■ WHAT IS NEEDED
Reproduce each record in the listing below exactly as written.

■ DATA FOR THIS TASK
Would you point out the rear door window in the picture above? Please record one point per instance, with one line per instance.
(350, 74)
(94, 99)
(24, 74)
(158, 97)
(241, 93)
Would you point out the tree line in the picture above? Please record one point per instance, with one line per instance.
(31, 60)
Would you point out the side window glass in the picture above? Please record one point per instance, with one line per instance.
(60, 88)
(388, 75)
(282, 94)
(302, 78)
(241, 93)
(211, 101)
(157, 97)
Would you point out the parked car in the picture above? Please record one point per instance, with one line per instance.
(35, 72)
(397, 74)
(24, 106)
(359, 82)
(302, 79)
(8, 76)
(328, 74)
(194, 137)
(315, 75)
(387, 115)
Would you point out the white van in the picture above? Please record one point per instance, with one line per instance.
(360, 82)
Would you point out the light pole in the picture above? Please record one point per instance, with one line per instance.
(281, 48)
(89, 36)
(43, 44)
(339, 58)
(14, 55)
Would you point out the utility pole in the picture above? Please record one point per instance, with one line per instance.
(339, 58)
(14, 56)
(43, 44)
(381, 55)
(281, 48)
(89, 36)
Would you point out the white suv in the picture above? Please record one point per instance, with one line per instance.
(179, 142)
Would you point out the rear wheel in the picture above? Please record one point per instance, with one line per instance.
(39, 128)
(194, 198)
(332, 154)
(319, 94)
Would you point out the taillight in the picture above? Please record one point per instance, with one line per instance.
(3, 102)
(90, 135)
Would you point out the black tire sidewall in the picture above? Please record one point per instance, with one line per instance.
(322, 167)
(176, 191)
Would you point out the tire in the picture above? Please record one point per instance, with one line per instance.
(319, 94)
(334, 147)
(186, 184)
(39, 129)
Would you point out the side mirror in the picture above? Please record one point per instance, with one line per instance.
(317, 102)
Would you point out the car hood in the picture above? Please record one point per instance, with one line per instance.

■ WRITTEN SOLUTION
Would you point out the rear door window in the picture above? Please record one point per instance, with one line per instance.
(350, 74)
(94, 99)
(24, 74)
(158, 97)
(241, 93)
Would you point out the tree line in the picture above? Please record one point per instance, with one line per instance.
(31, 60)
Would you point out the side window glass in the picture above? Please record one point per instance, with one line per instance.
(60, 88)
(388, 75)
(282, 94)
(302, 78)
(241, 93)
(211, 101)
(157, 97)
Would you point out the parked car in the picture above? Please record one point per instance, with one line per instance.
(35, 72)
(397, 74)
(24, 106)
(359, 82)
(302, 79)
(8, 76)
(328, 74)
(194, 137)
(315, 75)
(387, 115)
Would you point out the white van in the picture above? Please record one point per instance, with one line per instance.
(360, 82)
Would you point out the light pole in the picture above? Please record one point per instance, with one line per instance.
(281, 48)
(89, 36)
(43, 44)
(339, 58)
(14, 55)
Would you point out the utility pole in the picture above? Please record one point per instance, with one line per instance.
(339, 58)
(14, 56)
(43, 44)
(381, 55)
(281, 48)
(89, 36)
Would you point out the white suv in the picture above? Please record one point per instance, with one line per instance.
(179, 142)
Would you point out the rear wheel in the picture above? Please record one point per instance, with one line per instance.
(39, 128)
(194, 198)
(332, 154)
(319, 94)
Would you point out the taillight in the picture above? Please record one point per instance, with one line per instance.
(3, 102)
(90, 135)
Would you point out the black tire sidewall in the picture above? Please record one point per instance, with one line per instance.
(322, 167)
(176, 191)
Would you point out the tire in the picture above? Please record one point per instance, with one line per instance.
(319, 94)
(334, 147)
(186, 184)
(39, 129)
Would you point out the side mirror in the picture above? Please record one point per instance, with one line per instance.
(317, 102)
Would you point out the car hood in the picture above? Please record one point per instance, with one line per instance.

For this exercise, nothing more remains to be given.